- Stored records
________________

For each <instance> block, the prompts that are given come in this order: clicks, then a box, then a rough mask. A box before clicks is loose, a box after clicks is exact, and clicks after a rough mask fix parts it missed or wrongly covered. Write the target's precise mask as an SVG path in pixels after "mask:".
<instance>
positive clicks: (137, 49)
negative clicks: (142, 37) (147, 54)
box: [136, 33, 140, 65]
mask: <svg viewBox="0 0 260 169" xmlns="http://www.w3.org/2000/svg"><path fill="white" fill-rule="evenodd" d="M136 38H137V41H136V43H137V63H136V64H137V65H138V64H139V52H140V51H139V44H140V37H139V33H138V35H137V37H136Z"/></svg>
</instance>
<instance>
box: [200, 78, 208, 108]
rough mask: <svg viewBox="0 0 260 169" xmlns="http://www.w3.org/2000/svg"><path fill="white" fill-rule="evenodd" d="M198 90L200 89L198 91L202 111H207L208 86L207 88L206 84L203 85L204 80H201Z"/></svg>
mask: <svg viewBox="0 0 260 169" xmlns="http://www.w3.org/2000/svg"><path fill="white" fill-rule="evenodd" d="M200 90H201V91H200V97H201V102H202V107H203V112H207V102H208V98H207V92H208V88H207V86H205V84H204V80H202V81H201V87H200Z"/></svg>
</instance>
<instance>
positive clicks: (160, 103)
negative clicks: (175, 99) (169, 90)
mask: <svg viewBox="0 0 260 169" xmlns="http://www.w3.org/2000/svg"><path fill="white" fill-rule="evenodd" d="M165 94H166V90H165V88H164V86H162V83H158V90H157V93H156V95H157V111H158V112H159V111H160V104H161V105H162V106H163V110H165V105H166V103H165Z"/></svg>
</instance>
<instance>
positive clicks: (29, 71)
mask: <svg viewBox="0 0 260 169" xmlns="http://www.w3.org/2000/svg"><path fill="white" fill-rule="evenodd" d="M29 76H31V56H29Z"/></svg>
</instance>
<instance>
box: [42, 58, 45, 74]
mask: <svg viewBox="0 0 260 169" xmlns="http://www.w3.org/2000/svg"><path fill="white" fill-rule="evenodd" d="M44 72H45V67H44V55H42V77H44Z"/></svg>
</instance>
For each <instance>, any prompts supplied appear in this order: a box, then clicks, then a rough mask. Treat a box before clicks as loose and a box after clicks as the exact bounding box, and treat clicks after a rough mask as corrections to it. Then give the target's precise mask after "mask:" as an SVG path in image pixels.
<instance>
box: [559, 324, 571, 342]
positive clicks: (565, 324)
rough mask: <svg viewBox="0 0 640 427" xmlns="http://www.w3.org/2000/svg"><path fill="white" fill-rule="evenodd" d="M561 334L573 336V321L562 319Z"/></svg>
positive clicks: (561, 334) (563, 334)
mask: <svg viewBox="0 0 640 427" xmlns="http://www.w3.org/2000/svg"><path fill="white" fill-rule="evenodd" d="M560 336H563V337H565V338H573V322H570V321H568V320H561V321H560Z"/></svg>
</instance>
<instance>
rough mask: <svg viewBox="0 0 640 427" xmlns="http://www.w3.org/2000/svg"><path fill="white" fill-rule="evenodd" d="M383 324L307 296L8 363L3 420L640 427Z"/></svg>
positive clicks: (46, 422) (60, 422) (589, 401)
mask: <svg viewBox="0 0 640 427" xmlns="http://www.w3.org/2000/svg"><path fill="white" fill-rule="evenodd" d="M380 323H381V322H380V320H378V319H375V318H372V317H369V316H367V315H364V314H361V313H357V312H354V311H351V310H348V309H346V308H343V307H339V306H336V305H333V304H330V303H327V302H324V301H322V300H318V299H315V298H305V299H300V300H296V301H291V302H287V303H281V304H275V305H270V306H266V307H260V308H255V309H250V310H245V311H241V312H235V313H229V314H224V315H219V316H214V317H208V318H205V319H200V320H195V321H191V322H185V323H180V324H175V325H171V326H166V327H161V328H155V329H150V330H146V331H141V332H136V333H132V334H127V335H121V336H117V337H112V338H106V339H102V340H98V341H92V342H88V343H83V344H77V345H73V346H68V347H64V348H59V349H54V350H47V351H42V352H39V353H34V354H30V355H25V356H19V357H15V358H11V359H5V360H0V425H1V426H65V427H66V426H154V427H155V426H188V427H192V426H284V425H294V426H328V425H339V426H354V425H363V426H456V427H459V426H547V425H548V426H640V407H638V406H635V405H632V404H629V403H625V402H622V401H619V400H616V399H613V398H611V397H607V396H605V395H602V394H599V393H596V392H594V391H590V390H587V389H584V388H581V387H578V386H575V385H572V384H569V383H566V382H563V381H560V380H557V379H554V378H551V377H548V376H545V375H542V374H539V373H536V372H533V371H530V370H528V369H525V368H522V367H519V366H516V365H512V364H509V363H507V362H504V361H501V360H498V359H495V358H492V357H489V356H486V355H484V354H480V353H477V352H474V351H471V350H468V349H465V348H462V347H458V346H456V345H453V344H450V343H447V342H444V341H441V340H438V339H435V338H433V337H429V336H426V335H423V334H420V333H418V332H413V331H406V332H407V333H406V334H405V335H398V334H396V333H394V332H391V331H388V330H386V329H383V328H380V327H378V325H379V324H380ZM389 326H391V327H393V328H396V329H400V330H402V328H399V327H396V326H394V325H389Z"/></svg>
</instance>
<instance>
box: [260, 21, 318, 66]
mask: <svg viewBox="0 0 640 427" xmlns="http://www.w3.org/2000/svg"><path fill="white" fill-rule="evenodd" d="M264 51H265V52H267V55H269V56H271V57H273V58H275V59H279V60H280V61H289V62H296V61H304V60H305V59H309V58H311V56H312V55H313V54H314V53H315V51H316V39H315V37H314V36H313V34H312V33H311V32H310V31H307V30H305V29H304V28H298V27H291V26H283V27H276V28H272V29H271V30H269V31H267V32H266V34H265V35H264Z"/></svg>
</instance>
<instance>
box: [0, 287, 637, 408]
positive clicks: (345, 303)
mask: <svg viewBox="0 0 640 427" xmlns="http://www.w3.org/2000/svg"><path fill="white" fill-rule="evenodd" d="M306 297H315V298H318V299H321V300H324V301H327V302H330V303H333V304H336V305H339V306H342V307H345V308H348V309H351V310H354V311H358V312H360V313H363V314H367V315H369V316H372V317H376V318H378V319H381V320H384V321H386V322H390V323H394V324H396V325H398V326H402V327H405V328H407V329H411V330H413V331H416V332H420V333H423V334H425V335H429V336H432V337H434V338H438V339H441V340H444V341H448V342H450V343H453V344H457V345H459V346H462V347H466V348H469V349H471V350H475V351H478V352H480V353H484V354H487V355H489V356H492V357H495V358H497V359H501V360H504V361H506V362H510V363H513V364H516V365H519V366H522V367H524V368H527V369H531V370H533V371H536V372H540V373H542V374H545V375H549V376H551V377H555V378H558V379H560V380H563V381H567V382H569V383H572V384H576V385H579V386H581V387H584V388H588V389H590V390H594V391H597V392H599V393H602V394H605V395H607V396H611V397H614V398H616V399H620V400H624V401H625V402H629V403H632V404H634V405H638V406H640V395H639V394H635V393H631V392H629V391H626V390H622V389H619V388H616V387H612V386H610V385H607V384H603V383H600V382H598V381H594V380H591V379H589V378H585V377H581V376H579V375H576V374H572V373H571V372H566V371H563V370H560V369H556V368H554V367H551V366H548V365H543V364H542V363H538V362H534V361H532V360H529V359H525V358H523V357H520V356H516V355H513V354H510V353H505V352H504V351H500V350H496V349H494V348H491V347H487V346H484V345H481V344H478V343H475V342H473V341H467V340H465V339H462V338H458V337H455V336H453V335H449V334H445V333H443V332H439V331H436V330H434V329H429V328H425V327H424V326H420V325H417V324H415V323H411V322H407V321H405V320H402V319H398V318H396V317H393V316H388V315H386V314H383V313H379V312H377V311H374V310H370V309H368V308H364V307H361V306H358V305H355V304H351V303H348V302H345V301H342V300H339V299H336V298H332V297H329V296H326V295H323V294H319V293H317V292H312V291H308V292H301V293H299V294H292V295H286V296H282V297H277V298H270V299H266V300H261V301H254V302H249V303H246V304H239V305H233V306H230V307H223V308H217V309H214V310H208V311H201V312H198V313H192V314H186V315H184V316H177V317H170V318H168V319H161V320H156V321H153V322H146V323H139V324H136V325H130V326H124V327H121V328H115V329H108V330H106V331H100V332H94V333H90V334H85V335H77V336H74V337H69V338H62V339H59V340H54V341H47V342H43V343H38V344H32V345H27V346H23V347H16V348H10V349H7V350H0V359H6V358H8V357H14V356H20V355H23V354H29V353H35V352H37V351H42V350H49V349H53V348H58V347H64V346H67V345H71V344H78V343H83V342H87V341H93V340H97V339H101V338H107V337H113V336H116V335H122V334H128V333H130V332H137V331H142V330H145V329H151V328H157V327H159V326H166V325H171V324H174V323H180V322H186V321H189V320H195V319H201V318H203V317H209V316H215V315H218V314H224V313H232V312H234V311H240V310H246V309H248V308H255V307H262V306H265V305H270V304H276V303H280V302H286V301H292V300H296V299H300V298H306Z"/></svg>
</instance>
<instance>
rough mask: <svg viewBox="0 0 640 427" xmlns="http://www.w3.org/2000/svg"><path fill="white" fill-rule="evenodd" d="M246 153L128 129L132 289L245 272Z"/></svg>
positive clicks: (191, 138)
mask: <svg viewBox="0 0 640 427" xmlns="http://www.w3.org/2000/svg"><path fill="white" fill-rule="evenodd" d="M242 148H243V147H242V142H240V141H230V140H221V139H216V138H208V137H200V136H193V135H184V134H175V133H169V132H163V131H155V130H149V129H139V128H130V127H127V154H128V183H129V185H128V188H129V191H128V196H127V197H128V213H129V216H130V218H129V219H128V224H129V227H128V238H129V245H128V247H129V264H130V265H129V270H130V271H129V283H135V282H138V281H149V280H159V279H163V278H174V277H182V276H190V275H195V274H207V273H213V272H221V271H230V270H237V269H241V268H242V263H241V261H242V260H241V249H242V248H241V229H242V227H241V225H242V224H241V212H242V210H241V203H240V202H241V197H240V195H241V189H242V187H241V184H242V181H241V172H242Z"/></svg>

________________

- What you have to do
What is needed is a copy of every line above in which "this" appears.

- Task response
For each <instance> block, the prompts that are given come in this order: clicks, then a box, then a rough mask. A box before clicks is loose, a box after clicks is exact, and clicks after a rough mask fix parts it missed or wrongly covered. Write the target's precise mask as an SVG path in pixels after "mask:".
For each <instance>, any prompts supplied appear in this order: a box, then clicks, then a rough mask. Treat a box before clicks as loose and a box after clicks as the exact bounding box, and treat clicks after a rough mask as corrections to it. Then give the target's precise mask after "mask:" as an SVG path in image pixels.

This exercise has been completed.